● **Directions for this task**
Pull out each line of the listing below that contains the string "comma". Uppercase and lowercase count as different.

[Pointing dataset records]

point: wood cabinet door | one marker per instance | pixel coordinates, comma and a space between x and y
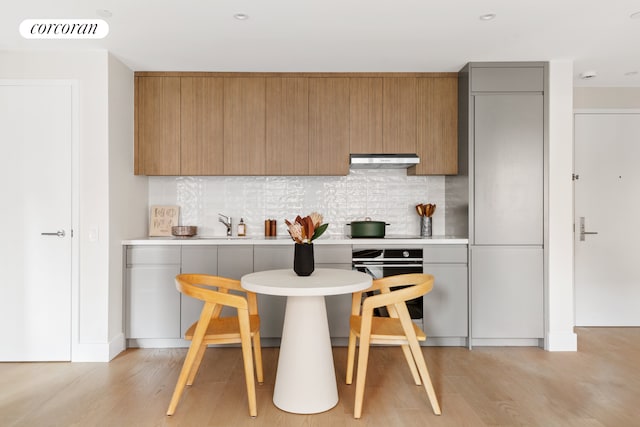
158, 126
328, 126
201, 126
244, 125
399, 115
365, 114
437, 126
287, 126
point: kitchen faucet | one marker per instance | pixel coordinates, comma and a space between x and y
==
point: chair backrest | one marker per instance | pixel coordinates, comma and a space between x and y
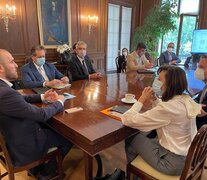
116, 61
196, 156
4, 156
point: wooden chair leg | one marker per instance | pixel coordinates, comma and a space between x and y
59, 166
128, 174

● **Complete output**
point: wood cabinet door | one marker per instance | pixel coordinates, comma and a space between x and y
point: kitchen faucet | one marker per instance | pixel coordinates, comma and a space between x and y
point: chair backrest | one marker per instance | pixel coordinates, comma and a space between x and y
point: wooden chair leg | one marker per instance | pixel coordinates, comma and a space between x and y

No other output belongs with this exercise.